***** Data provided *****

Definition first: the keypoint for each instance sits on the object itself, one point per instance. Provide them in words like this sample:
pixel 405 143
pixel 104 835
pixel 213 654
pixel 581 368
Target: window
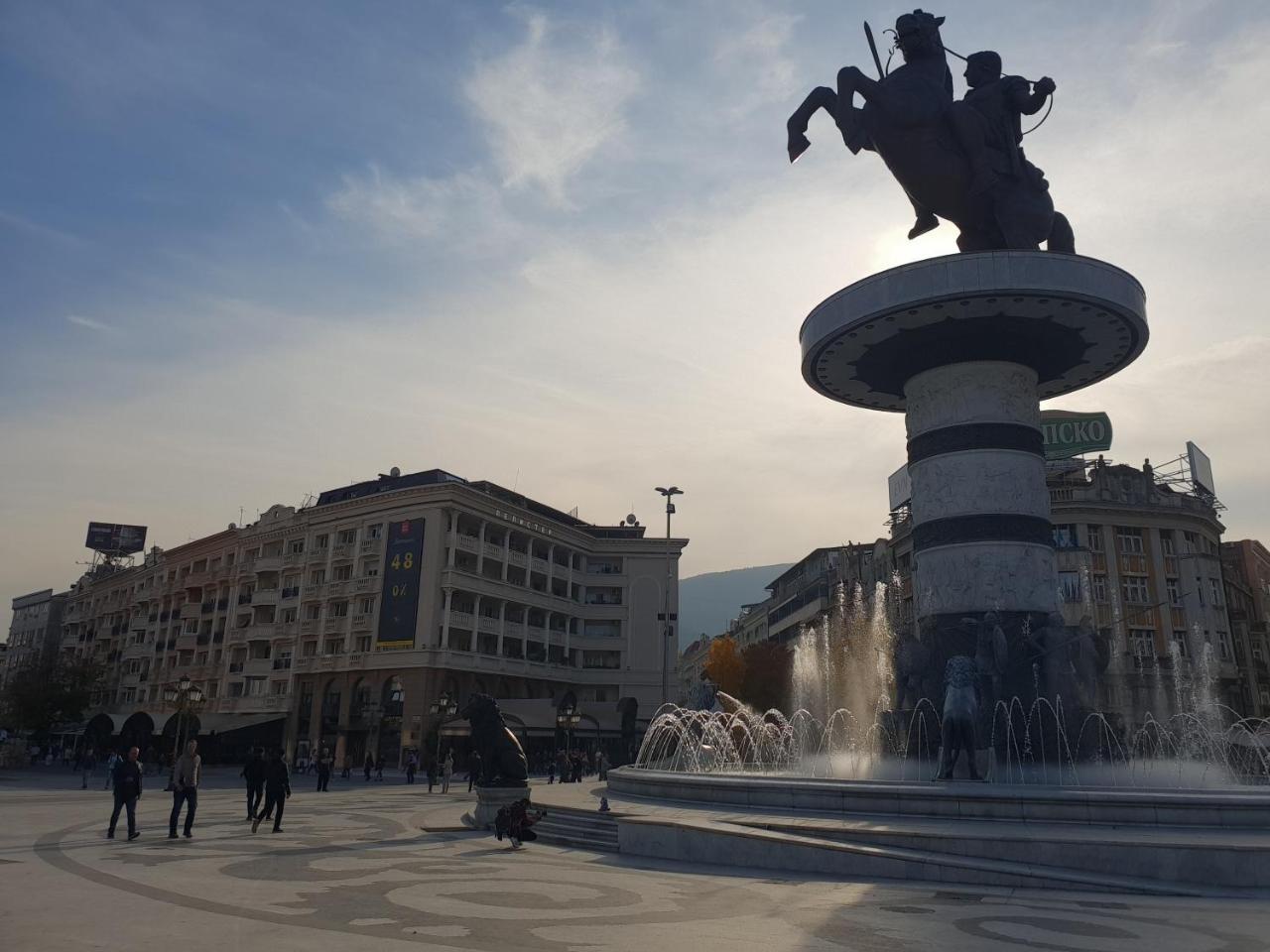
pixel 1065 536
pixel 1133 590
pixel 1128 540
pixel 1142 643
pixel 1180 642
pixel 602 658
pixel 1070 585
pixel 1223 645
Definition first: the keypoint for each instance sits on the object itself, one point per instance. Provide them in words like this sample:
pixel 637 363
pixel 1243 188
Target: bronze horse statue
pixel 952 158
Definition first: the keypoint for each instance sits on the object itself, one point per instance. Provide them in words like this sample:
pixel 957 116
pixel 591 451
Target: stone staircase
pixel 579 829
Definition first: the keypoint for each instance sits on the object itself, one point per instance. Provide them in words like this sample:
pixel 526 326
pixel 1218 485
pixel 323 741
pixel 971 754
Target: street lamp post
pixel 568 719
pixel 447 707
pixel 186 696
pixel 668 630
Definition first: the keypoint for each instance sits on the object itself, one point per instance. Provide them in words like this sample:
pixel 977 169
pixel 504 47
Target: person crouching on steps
pixel 277 788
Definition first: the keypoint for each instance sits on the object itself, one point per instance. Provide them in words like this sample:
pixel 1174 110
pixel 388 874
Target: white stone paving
pixel 354 871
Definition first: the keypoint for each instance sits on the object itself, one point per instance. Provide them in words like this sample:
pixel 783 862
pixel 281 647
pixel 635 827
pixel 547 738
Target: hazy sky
pixel 250 252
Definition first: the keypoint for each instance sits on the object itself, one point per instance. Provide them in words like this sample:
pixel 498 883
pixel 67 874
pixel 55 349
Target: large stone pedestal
pixel 489 801
pixel 966 347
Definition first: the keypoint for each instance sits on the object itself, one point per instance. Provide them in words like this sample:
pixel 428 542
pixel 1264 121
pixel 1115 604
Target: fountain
pixel 965 347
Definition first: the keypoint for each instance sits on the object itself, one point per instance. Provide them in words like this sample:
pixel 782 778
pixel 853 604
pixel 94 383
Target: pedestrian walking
pixel 253 774
pixel 109 769
pixel 185 788
pixel 277 788
pixel 127 792
pixel 322 771
pixel 87 765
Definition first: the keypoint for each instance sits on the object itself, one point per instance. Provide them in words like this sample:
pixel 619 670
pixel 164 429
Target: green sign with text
pixel 1071 434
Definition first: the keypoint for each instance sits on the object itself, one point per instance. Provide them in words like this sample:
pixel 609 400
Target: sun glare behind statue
pixel 890 248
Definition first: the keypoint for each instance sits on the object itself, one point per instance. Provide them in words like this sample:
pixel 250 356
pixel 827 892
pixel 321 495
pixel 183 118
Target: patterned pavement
pixel 354 870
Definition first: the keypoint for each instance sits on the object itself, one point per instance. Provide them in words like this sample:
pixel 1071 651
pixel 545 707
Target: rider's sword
pixel 873 49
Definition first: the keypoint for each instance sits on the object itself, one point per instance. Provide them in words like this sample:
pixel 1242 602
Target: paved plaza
pixel 388 865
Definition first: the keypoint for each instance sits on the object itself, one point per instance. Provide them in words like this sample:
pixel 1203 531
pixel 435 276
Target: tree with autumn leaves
pixel 758 675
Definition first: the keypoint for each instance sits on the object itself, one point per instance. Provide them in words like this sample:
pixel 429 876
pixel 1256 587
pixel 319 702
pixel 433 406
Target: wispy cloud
pixel 553 103
pixel 90 322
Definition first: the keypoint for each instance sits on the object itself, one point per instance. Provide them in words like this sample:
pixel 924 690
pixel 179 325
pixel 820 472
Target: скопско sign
pixel 399 602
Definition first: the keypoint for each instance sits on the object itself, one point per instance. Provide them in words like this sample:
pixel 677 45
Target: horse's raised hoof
pixel 798 145
pixel 924 223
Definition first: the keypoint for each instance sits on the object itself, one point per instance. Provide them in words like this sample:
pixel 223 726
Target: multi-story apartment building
pixel 1139 558
pixel 341 624
pixel 35 630
pixel 1246 569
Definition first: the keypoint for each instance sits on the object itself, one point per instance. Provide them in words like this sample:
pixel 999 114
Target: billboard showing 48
pixel 399 601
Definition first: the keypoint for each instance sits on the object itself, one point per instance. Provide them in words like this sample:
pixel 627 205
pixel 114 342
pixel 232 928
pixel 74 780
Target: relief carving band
pixel 960 160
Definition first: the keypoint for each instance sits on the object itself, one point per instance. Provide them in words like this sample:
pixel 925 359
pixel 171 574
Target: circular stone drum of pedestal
pixel 1074 320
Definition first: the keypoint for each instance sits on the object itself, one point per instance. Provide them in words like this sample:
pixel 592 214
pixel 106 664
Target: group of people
pixel 572 767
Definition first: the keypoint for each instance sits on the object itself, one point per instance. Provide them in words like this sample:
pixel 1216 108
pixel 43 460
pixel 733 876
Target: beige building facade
pixel 331 626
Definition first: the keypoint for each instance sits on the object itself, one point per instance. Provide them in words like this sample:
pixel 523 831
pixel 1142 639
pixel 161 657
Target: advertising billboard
pixel 112 538
pixel 1202 468
pixel 399 602
pixel 1069 434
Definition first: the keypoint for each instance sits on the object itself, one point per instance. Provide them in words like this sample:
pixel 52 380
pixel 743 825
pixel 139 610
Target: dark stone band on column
pixel 975 435
pixel 987 527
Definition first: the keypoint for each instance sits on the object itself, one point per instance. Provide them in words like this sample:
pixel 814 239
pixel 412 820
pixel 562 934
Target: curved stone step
pixel 710 842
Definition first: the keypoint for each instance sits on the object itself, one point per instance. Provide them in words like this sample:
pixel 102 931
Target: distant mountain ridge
pixel 708 602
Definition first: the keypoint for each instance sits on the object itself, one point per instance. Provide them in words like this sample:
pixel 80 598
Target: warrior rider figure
pixel 989 117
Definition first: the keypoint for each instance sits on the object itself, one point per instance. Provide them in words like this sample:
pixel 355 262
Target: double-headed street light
pixel 668 630
pixel 186 696
pixel 568 719
pixel 447 707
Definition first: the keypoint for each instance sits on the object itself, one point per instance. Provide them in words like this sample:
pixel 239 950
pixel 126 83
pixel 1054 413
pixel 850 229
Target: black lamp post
pixel 186 696
pixel 445 707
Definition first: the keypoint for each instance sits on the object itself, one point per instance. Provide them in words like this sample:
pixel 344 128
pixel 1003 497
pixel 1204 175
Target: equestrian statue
pixel 960 160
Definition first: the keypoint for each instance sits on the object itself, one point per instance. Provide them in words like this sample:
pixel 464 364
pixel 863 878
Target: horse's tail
pixel 1061 239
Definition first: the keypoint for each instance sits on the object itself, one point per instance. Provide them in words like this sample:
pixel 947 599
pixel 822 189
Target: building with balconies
pixel 284 625
pixel 35 630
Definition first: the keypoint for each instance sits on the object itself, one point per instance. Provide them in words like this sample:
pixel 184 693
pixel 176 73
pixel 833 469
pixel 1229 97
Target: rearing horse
pixel 938 150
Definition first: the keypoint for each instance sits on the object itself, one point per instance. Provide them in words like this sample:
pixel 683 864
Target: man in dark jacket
pixel 253 772
pixel 277 788
pixel 127 791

*****

Required task. Make an exact copy of the listing above. Do not include the pictures.

Result.
Definition first: the keypoint for each instance sits on the object itself, one point per instance. Provide them in words like this sample:
pixel 405 143
pixel 104 835
pixel 213 654
pixel 581 368
Target: window
pixel 1065 536
pixel 1133 590
pixel 1128 540
pixel 1142 643
pixel 1180 642
pixel 602 658
pixel 1070 585
pixel 1223 645
Definition first: the keypoint for each instance sits on the object itself, one point per instance. Provide them in words like this sample:
pixel 637 363
pixel 1243 188
Target: bronze horse statue
pixel 952 158
Definition first: the keypoint for each instance sits on the object itself, one point per instance. Provide them in words like this sample:
pixel 957 116
pixel 591 451
Target: stone staircase
pixel 579 829
Definition first: the keypoint for each instance sits on the object itself, one point per instance. Provide them in words like this sample:
pixel 526 326
pixel 1218 485
pixel 323 741
pixel 971 754
Target: street lamp post
pixel 568 719
pixel 447 707
pixel 186 696
pixel 668 630
Definition first: the keypoint for each instance sits on the object itself, one point per instance. Provide them in words like this sample:
pixel 977 169
pixel 504 47
Target: person crouching on steps
pixel 277 788
Definition first: the keypoint for each instance sits on the object itself, one point per instance. Provide them in words like this sample:
pixel 1174 110
pixel 388 874
Target: white stone paving
pixel 354 871
Definition first: the keypoint for each instance sits on the object itself, one point per instance. Provide them in words like this sample:
pixel 783 862
pixel 281 647
pixel 635 827
pixel 547 738
Target: hazy sky
pixel 250 252
Definition first: the keypoint for each instance sits on the object itself, one point per instance. Provide them in words like this sample:
pixel 498 883
pixel 67 874
pixel 55 349
Target: large stone pedestal
pixel 489 801
pixel 966 347
Definition first: the keypoint for each instance sits on the object itself, one point per instance. Provide them in words like this sample:
pixel 428 542
pixel 1264 121
pixel 1115 604
Target: fountain
pixel 965 347
Definition first: the keypoint for each instance sits on the object itself, one point per instance. Provide them in words like this sample:
pixel 782 778
pixel 853 604
pixel 94 383
Target: pedestrian walking
pixel 253 774
pixel 109 769
pixel 185 788
pixel 277 788
pixel 127 792
pixel 322 771
pixel 87 765
Definition first: the keypoint for each instance sits on the object itself, one point per instance. Provide them in words like this sample:
pixel 619 670
pixel 164 429
Target: green sign with text
pixel 1071 434
Definition first: the keypoint for each instance sits on the object itself, one point per instance. Provide them in words like this sample:
pixel 609 400
Target: sun glare behind statue
pixel 890 248
Definition first: the keypoint for each instance sits on the object itself, one point per instance. Provide them in words like this sample:
pixel 250 356
pixel 827 892
pixel 321 495
pixel 183 118
Target: patterned pavement
pixel 354 870
Definition first: the keypoint for each instance sits on the object itself, one point per instance. Provide them in words like this sample:
pixel 1071 651
pixel 545 707
Target: rider's sword
pixel 873 49
Definition first: the keypoint for each instance sits on the object itself, one point per instance. Provide them in words like this sample:
pixel 1242 602
Target: paved plaza
pixel 388 865
Definition first: the keypoint for each instance sits on the object itself, one point per instance. Provide them in words like this sample:
pixel 1203 531
pixel 435 276
Target: tree with autumn leaves
pixel 758 675
Definition first: the keypoint for each instance sits on the object itself, one point per instance. Provide them in words like this sample:
pixel 429 876
pixel 1256 587
pixel 319 702
pixel 433 406
Target: wispy cloud
pixel 553 103
pixel 90 322
Definition first: the keypoint for each instance sits on the object itself, one point per instance. Provide them in words like this sample:
pixel 924 690
pixel 179 325
pixel 820 472
Target: скопско sign
pixel 399 602
Definition first: the keypoint for each instance sits on the object itself, one point per instance. Provide them in words like this sample:
pixel 677 45
Target: horse's raised hoof
pixel 798 145
pixel 924 223
Definition first: the keypoint for each instance sits on the object itself, one point per instance. Provide them in words like this sample:
pixel 223 726
Target: multi-story apartment building
pixel 1139 558
pixel 341 624
pixel 35 630
pixel 1246 569
Definition first: the keypoint for each instance sits on the object itself, one point per instance. Provide them in words like this sample:
pixel 999 114
Target: billboard showing 48
pixel 399 601
Definition first: the keypoint for each instance sits on the object itself, one point per instance. Provide them in words like this sample:
pixel 627 205
pixel 114 342
pixel 232 928
pixel 74 780
Target: relief carving band
pixel 960 160
Definition first: the keypoint for each instance sits on the object itself, one point per instance. Provide them in words like this sample:
pixel 925 359
pixel 171 574
Target: circular stone drum of pedestal
pixel 1074 320
Definition first: the keypoint for each instance sits on the object itself, one point per instance. Provide them in words like this sample:
pixel 592 214
pixel 106 664
Target: group of people
pixel 572 767
Definition first: the keypoint for each instance sits on the object itself, one point per instance. Provide them in words like this sample:
pixel 1216 108
pixel 43 460
pixel 733 876
Target: beige building facade
pixel 331 626
Definition first: the keypoint for each instance sits on the object itself, one point per instance. Provide them in words like this sample:
pixel 523 831
pixel 1142 639
pixel 161 657
Target: advertising billboard
pixel 112 538
pixel 1202 468
pixel 399 602
pixel 1069 434
Definition first: the keypoint for each instance sits on the object itself, one point per instance. Provide them in words like this sample:
pixel 52 380
pixel 743 825
pixel 139 610
Target: dark stone band on column
pixel 975 435
pixel 987 527
Definition first: the keypoint for each instance sits on the object itself, one point per instance. Provide them in words like this sample:
pixel 814 239
pixel 412 820
pixel 562 934
Target: curved stone step
pixel 710 842
Definition first: the keypoint for each instance sits on the object itself, one point per instance. Provide them in words like this sample:
pixel 102 931
Target: distant mountain ridge
pixel 708 602
Definition first: the keypoint for each instance sits on the object itself, one point per instance. Provide them in words like this sample:
pixel 80 598
Target: warrior rider figure
pixel 989 117
Definition first: the keypoint for each instance sits on the object itself, one point per instance. Provide them in words like this sample:
pixel 355 262
Target: double-headed street light
pixel 668 630
pixel 186 696
pixel 568 719
pixel 447 707
Definition first: the keypoint for each instance sits on the object itself, one point per instance. Provide them in words like this sample:
pixel 239 950
pixel 126 83
pixel 1054 413
pixel 850 229
Target: black lamp post
pixel 186 696
pixel 445 707
Definition first: the keypoint for each instance sits on the object itself, one point per instance. Provide them in words like this sample:
pixel 344 128
pixel 1003 497
pixel 1204 175
Target: equestrian statue
pixel 960 160
Definition first: the keypoint for each instance sits on the object itself, one point per instance. Provide them in words like this sample:
pixel 464 364
pixel 863 878
Target: horse's tail
pixel 1061 239
Definition first: the keypoint for each instance sits on the object itself, one point per instance. Provide them in words like this sample:
pixel 947 599
pixel 822 189
Target: building with balconies
pixel 284 625
pixel 35 630
Definition first: the keypoint for each instance sits on the object itself, one point per instance. Provide them in words like this sample:
pixel 184 693
pixel 176 73
pixel 833 469
pixel 1229 97
Target: rearing horse
pixel 938 150
Definition first: the keypoint for each instance sits on the object itself, one point per instance. Provide them in words like this sample:
pixel 683 864
Target: man in dark jacket
pixel 253 772
pixel 277 788
pixel 127 791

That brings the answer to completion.